Document:
□ □ □ □ □

Publié le 23 May 2018 - 19:22
MALICK NDIAYE (CONSERVATEUR DU MUSEE THEODORE-MONOD)

‘’Le grand défi que nous avons est celui du public’’ 

 

Le constat est général : Le public va rarement au musée. Pour remédier à cette situation, le conservateur du musée Theodore Monod d’Art Africain sort de sa manche une kyrielle de propositions aux rangs desquelles figurent les musées virtuels. Dans cet entretien avec EnQuête,  El Hadji Malick  revient aussi  sur la politique menée par son équipe pour relever le défi du public.

 

La journée internationale du musée a été  fêtée  vendredi dernier. Qu’en est-il de cette célébration ?

La journée des musées est une initiative du Conseil international des musées (Icom), une institution créée au lendemain de la seconde guerre mondiale. Depuis 1977, l’Icom a instauré cette tradition de célébration des journées internationales du musée. L’année dernière, elle a vu la participation de 36 000 musées dans le monde, dans 156 pays. Nous avions participé avec des visites guidées, des ateliers pédagogiques et une journée de réflexion sur quel musée au Sénégal au 21ème siècle. Cette année, en raison de l’occupation des espaces par la Biennale de Dakar avec qui nous collaborons, nous n’avons pas pu organiser certaines activités par manque d’espace, donc nous avons décidé d’organiser une journée de visite gratuite dans l’espace d’exposition que nous avons gardé pour les objets classiques. Cette visite gratuite a été une occasion pour nous d’enregistrer un public qui n’a pas l’habitude de venir pour plusieurs raisons. Nous avons accueilli quelques étudiants de l’Université Cheikh Anta Diop, principalement du département d’histoire, et des Sénégalais lambda.

□ □ □ □ □

Objectif de l'exercice: Rédigez la suite de l'entretien avec le conservateur du musée Théodore-Monod, en partant de sa dernière phrase. Les lignes placées ci-après forment un ensemble indépendant de l'entretien.

[Éléments du jeu de données]
□ □ □ □ □

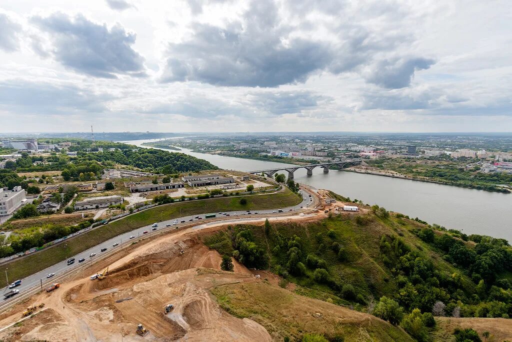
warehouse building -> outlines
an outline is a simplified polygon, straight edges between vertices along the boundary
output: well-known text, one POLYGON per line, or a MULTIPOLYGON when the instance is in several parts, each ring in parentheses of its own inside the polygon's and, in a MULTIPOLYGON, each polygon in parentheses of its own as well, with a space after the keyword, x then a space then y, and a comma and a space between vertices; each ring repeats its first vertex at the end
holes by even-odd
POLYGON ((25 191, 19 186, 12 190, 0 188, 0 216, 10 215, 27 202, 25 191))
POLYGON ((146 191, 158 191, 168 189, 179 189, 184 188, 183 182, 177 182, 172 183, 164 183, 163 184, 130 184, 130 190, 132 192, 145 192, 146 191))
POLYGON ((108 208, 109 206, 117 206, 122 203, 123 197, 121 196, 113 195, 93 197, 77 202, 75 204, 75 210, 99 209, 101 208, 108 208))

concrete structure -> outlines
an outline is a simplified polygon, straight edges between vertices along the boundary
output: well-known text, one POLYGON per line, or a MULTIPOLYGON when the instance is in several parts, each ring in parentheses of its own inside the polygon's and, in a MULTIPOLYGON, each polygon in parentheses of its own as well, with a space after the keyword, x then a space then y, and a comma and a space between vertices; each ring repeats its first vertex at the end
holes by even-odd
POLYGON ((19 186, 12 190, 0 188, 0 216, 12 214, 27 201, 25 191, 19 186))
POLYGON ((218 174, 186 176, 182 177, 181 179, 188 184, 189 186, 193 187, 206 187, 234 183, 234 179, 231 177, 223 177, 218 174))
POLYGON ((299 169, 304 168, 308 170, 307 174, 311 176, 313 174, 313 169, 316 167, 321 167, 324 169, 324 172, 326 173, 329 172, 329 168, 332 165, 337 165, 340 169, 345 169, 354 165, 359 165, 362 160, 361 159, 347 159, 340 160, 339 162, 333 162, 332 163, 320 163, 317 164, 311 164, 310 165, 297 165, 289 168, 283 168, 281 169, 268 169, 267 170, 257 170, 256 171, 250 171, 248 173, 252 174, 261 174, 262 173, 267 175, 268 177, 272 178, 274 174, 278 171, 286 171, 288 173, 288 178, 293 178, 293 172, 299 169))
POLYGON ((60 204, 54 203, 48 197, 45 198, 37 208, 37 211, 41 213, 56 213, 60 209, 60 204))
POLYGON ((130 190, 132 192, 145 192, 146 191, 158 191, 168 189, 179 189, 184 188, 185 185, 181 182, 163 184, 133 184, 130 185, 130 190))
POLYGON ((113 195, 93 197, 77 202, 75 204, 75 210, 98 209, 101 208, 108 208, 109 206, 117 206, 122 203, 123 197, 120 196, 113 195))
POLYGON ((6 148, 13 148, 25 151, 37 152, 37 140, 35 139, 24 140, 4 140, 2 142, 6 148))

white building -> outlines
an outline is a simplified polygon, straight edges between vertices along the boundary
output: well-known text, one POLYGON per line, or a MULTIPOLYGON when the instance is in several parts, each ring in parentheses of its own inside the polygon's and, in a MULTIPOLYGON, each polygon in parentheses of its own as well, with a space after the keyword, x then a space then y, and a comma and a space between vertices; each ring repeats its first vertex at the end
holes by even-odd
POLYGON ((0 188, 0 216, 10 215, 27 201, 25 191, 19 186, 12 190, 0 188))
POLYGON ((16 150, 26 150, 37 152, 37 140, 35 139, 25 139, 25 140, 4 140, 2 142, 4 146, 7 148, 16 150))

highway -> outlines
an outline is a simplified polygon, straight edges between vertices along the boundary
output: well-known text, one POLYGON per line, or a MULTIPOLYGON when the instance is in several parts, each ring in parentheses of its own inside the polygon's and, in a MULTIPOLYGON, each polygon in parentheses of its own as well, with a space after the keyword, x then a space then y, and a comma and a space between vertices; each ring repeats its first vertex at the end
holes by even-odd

□ □ □ □ □

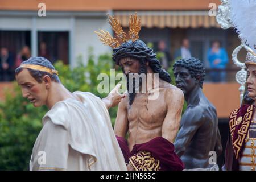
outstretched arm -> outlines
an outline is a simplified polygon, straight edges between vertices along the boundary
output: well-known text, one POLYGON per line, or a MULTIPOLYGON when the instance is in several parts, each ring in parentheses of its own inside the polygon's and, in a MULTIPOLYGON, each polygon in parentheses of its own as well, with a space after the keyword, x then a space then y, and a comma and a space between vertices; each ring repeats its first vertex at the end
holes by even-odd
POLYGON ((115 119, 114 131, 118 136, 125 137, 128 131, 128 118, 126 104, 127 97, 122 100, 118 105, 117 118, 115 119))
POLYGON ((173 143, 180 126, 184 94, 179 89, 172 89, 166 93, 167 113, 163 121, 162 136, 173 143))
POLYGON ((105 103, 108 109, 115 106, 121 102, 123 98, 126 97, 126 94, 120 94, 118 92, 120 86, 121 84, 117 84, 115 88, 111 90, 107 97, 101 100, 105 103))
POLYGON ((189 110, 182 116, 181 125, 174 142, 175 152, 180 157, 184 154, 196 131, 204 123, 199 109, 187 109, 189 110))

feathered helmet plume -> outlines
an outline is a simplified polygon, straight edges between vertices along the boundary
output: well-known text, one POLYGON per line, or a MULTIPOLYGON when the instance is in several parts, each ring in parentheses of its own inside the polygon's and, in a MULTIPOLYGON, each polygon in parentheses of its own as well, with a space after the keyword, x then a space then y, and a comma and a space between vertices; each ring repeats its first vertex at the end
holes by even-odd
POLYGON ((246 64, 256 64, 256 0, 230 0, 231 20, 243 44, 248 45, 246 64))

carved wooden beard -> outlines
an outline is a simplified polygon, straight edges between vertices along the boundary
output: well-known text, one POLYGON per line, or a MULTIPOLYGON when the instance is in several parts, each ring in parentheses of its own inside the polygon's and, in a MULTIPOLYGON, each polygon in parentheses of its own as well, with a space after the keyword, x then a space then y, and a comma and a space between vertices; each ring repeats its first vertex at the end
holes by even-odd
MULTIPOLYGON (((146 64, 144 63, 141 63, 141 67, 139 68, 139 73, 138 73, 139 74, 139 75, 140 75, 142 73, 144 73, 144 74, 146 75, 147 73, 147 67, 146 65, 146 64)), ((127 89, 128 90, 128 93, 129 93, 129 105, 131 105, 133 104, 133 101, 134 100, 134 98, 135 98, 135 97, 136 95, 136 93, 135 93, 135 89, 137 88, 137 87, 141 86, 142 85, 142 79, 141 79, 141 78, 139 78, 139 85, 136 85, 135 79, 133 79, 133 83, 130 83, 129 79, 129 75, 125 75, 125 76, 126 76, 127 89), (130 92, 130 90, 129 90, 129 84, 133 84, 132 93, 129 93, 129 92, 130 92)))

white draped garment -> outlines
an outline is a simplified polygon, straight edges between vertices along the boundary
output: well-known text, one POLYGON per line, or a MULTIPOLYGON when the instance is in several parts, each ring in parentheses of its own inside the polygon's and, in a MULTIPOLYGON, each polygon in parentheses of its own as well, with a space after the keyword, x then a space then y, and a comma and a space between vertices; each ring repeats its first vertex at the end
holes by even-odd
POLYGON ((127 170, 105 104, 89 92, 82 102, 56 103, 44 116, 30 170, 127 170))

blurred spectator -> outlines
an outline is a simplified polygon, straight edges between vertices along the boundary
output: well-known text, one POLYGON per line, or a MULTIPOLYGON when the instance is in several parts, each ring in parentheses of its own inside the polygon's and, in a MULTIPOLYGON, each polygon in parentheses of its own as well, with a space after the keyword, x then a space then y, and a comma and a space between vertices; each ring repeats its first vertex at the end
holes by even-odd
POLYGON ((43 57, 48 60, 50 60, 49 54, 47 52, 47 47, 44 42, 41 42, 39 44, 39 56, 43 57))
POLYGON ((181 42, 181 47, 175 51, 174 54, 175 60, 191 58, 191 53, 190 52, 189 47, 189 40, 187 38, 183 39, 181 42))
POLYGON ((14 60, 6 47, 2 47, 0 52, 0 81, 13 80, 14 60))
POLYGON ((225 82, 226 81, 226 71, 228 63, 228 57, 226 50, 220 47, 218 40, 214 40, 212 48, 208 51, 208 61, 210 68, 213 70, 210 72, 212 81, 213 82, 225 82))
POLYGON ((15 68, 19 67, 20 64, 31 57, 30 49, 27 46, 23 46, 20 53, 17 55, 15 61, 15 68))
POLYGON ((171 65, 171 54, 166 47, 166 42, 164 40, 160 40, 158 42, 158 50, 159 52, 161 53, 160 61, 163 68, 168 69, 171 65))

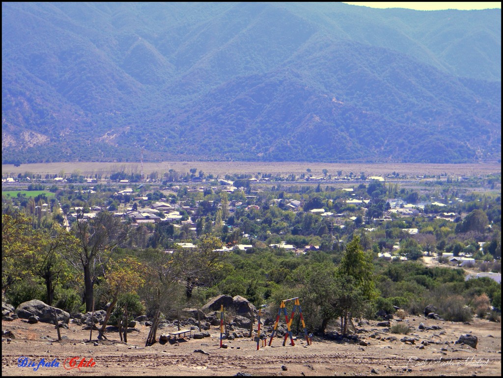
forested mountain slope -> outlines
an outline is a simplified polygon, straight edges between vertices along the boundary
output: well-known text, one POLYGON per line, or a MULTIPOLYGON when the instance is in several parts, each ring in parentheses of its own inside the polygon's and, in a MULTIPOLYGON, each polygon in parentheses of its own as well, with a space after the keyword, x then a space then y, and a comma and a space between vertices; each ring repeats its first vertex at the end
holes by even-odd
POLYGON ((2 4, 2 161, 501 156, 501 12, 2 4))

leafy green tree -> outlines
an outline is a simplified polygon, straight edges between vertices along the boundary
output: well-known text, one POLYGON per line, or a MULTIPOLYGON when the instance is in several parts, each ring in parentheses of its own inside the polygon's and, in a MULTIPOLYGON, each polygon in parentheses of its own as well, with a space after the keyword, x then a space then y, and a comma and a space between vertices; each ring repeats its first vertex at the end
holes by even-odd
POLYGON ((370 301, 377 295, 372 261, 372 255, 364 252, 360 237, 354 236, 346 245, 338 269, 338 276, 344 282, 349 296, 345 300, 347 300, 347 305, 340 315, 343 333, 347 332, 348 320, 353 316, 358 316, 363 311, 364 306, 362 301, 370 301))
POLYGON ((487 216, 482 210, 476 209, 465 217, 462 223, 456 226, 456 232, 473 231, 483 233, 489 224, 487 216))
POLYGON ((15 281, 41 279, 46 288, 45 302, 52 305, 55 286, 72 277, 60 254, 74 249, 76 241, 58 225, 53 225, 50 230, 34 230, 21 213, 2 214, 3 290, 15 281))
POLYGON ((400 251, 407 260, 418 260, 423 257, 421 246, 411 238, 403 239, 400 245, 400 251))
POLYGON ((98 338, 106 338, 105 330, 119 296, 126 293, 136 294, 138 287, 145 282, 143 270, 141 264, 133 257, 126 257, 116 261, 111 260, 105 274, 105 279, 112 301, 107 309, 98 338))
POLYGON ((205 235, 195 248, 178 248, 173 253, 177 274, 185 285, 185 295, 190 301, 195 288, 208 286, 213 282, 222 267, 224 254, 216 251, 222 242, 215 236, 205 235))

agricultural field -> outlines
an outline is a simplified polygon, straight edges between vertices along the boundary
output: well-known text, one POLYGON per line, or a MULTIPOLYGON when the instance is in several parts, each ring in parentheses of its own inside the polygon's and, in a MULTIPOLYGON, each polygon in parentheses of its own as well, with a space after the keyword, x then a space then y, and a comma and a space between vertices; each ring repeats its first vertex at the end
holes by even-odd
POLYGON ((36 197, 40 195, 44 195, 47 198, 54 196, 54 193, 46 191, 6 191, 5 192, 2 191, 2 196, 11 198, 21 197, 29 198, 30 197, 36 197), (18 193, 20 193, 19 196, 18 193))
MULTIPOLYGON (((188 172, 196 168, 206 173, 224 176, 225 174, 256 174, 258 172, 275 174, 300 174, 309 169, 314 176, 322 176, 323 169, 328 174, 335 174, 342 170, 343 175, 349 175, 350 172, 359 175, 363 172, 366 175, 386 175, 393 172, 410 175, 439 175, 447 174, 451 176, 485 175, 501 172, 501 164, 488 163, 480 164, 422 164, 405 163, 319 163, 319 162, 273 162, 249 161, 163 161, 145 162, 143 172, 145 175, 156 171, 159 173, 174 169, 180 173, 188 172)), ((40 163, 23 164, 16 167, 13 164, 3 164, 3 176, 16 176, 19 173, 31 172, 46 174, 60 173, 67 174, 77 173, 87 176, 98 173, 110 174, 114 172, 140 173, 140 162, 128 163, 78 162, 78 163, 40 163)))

□ □ □ □ □

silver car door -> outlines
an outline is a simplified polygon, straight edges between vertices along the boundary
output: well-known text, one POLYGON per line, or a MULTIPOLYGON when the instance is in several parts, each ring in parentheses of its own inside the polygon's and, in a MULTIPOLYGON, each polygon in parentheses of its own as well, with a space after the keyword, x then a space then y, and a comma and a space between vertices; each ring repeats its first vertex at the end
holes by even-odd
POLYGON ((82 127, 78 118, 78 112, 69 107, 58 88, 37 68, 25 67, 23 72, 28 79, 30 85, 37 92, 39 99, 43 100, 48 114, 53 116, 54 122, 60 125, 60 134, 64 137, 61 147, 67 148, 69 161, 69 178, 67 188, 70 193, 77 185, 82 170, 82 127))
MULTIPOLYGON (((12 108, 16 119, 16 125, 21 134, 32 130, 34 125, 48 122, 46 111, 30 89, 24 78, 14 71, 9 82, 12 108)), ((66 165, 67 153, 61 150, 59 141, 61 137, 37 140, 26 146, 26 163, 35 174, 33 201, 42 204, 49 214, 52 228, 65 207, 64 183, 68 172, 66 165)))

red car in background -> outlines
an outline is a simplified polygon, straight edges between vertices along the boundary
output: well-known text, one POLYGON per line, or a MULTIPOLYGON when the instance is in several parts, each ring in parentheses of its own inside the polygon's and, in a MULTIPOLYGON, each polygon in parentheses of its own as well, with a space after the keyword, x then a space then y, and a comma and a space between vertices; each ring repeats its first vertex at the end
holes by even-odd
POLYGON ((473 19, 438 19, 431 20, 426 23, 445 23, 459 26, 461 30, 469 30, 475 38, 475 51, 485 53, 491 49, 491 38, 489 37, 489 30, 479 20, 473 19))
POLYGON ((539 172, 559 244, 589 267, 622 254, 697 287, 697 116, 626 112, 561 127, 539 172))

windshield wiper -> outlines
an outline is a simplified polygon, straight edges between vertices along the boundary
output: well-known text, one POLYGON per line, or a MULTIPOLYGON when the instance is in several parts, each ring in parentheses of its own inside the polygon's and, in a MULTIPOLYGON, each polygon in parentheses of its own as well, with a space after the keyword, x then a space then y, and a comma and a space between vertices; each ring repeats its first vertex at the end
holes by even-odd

□ □ □ □ □

Résultat:
Comment le musée Theodore Monod dont vous êtes le conservateur l’a-t-elle célébrée ?

Nous nous  sommes tenus cette année à la gratuité qui est une manière pour nous d’être plus proche du public local. Cela nous permet de communiquer dans nos activités. Depuis 2 ans, le musée a eu une nouvelle politique qui consiste à organiser plusieurs évènements qui impliquent les collections du musée et qui associe les artistes et la communauté. Nous avons eu à organiser plusieurs festivals afin d’accueillir plusieurs expositions majeures et des ateliers. Nous nous sommes également rapprochés de l’Ecole de Beaux-arts avec qui nous collaborons à l’occasion de chaque fin d’année pour délivrer les diplômes et donnons aussi libre accès aux étudiants dans notre espace. Toutes ces activités sont une nouvelle politique qui veut que le musée soit visible auprès de la communauté sénégalaise et qu’il soit démystifié, c’est-à-dire qu’il soit popularisé. Parce que la plupart des gens ont peur du musée de sorte qu’ils n’ont pas le réflexe d’y aller. Déjà plusieurs personnes ne savent pas ce qui se passe au musée or, les enfants gagneraient bien à venir visiter le lieu. Ce qu’ils apprennent à l’école, ils peuvent avoir la possibilité de l’expérimenter. Cet acte est un réflexe majeur pour avoir une culture musée.

On parle d'hyper connectivité cette année afin d'attirer du monde dans les musées. Pensez-vous que les technologies de l'information et de la communication peuvent servir d'appât pour attirer le public ?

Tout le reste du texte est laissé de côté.